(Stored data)

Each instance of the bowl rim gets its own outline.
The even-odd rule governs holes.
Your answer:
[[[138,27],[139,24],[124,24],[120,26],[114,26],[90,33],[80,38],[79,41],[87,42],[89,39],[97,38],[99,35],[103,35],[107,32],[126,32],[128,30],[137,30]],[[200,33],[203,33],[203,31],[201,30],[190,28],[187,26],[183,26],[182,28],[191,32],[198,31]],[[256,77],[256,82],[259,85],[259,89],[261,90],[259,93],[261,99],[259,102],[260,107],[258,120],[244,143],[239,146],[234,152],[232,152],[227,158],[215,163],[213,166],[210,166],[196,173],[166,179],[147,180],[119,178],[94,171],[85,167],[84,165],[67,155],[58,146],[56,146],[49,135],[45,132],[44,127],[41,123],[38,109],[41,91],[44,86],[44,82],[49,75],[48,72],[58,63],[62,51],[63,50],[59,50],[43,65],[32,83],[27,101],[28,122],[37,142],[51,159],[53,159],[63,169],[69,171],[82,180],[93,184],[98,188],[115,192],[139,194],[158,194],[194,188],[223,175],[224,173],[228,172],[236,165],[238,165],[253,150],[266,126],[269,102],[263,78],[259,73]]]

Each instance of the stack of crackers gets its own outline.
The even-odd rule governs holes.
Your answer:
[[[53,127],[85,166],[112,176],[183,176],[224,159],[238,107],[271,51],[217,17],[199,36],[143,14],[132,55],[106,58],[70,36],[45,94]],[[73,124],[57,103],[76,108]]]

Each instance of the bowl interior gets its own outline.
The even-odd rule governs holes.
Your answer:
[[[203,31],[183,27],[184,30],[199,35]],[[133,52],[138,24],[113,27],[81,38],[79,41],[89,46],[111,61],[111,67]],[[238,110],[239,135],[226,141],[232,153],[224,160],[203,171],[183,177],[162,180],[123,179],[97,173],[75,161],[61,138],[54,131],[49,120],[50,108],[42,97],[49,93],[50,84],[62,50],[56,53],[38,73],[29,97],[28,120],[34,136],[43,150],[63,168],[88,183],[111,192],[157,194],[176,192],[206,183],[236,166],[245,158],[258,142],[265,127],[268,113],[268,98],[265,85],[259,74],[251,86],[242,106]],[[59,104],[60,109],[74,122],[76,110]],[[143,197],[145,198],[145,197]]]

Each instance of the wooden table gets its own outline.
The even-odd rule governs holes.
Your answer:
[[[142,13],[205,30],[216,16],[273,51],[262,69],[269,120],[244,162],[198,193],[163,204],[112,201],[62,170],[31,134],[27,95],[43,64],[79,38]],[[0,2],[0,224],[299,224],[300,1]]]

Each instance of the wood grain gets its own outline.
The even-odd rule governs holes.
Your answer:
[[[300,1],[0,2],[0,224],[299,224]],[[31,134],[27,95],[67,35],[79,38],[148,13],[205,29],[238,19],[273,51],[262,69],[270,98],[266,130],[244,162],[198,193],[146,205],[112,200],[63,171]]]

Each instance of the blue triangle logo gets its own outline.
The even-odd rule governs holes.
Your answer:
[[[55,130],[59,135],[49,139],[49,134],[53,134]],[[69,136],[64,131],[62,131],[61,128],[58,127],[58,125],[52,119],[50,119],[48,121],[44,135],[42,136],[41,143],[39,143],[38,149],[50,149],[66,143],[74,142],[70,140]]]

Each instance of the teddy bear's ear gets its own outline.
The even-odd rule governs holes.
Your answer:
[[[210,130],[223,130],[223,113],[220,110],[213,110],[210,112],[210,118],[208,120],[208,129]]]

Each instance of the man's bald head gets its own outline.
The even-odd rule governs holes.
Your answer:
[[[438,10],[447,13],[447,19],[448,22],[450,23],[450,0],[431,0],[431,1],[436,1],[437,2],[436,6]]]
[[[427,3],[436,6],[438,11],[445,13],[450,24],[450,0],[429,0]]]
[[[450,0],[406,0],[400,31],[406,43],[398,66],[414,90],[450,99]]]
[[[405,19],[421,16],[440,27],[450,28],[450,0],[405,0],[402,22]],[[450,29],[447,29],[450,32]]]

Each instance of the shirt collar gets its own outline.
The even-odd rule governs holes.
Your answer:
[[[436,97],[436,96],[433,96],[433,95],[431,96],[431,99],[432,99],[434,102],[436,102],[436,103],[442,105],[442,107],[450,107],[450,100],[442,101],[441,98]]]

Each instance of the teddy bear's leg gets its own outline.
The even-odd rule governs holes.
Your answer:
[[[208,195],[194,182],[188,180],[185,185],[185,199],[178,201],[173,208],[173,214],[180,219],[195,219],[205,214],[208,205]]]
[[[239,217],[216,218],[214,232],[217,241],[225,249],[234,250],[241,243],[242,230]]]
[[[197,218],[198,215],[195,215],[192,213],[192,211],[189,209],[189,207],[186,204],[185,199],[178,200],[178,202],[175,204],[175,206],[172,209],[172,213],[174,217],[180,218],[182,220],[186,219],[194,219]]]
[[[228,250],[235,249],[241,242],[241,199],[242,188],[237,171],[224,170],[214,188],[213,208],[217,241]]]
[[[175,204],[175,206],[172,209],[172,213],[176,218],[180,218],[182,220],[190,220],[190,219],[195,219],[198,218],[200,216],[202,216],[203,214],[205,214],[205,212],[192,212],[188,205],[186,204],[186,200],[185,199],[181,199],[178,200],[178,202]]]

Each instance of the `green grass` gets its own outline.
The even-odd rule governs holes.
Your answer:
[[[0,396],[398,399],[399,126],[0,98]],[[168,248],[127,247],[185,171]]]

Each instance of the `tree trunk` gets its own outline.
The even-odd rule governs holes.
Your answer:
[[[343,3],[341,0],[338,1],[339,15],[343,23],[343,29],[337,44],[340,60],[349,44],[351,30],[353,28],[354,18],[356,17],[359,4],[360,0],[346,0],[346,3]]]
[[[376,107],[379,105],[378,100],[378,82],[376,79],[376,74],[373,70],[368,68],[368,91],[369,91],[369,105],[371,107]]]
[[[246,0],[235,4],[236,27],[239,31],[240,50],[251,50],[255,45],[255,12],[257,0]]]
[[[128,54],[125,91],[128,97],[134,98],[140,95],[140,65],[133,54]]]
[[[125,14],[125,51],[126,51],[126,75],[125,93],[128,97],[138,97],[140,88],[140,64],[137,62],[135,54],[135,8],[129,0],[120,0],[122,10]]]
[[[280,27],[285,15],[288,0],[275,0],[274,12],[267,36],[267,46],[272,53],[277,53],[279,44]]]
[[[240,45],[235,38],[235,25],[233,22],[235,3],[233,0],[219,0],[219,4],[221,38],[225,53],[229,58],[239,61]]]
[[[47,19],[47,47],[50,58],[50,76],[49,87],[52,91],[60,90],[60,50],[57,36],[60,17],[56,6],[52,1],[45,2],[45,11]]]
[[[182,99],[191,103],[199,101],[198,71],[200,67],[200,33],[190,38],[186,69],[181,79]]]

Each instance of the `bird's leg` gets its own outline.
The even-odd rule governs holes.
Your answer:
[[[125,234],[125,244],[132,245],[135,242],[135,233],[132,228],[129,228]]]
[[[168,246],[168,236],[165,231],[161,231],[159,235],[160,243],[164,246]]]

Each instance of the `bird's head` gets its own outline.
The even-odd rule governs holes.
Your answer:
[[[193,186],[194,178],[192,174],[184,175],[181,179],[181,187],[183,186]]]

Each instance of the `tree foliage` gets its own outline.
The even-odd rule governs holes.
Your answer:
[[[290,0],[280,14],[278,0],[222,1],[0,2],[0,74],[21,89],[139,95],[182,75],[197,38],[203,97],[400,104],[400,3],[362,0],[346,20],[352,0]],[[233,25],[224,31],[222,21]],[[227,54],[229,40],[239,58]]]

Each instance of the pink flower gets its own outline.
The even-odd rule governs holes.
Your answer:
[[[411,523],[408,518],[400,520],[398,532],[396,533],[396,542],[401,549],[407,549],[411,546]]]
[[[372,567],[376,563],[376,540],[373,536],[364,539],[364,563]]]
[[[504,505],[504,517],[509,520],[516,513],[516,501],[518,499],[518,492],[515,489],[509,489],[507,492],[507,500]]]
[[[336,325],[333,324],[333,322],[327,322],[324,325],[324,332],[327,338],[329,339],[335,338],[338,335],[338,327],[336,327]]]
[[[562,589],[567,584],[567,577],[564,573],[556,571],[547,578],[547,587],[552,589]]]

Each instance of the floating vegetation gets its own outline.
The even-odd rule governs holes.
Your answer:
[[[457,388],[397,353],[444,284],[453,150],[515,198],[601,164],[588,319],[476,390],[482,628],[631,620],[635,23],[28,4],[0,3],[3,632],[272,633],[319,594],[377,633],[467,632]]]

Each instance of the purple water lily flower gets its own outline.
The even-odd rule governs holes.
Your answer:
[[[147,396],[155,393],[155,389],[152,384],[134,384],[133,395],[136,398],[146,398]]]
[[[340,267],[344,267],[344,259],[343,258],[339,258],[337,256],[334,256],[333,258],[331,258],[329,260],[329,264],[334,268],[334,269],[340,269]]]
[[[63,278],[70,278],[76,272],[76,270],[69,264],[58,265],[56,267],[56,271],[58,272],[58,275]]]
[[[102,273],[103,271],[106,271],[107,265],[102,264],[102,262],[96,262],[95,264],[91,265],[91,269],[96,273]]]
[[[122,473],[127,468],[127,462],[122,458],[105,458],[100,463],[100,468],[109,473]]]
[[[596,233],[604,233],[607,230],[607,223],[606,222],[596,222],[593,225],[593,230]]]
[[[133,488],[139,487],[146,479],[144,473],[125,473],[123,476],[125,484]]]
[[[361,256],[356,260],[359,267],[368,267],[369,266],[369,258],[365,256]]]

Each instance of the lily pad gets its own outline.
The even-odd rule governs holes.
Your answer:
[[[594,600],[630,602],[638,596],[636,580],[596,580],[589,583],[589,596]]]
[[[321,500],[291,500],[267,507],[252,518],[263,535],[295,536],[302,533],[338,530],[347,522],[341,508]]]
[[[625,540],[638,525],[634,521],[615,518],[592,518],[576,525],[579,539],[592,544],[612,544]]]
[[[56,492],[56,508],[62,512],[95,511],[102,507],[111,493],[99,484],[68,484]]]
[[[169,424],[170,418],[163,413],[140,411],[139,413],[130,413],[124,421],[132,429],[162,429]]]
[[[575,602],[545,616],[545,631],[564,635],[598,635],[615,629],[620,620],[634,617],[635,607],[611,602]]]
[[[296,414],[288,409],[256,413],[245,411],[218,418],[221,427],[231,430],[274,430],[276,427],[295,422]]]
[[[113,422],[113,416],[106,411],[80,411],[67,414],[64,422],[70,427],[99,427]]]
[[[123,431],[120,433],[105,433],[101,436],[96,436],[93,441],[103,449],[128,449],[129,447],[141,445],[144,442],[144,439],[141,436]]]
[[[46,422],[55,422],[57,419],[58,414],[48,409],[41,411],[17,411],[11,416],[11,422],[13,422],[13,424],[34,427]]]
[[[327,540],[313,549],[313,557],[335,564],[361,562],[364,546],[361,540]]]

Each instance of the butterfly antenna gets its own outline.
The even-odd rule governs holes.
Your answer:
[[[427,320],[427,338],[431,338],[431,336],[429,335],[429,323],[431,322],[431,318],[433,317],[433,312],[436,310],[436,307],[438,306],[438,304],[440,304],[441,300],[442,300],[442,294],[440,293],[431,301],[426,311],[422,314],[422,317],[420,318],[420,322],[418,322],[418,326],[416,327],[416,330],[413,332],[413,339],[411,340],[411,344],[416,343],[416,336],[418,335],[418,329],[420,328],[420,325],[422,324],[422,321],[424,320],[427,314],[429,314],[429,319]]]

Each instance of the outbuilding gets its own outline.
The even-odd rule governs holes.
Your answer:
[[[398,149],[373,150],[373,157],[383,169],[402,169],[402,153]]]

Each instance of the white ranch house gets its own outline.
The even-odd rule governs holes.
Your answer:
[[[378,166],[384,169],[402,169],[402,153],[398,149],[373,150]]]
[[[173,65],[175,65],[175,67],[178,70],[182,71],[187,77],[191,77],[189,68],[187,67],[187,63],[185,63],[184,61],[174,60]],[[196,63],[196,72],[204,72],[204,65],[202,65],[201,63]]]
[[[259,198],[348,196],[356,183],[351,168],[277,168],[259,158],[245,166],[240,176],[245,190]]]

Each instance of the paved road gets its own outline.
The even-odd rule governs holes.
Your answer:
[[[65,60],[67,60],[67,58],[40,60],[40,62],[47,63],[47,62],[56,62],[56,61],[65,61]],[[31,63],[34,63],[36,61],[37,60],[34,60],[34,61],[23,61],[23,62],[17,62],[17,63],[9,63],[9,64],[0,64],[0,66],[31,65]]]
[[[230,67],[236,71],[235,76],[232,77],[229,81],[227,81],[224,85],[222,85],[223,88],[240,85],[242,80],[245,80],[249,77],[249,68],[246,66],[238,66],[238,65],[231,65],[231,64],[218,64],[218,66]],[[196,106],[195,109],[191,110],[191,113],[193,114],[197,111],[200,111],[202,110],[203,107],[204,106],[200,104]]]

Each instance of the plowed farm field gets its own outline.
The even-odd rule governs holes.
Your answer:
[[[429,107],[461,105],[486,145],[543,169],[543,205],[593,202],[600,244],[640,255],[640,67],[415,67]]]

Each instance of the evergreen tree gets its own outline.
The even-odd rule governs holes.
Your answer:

WHAT YOU HAVE TO DO: Whenever a line of the records above contains the word "bird", it counts toward the total; give that total alone.

ANSWER BELOW: 2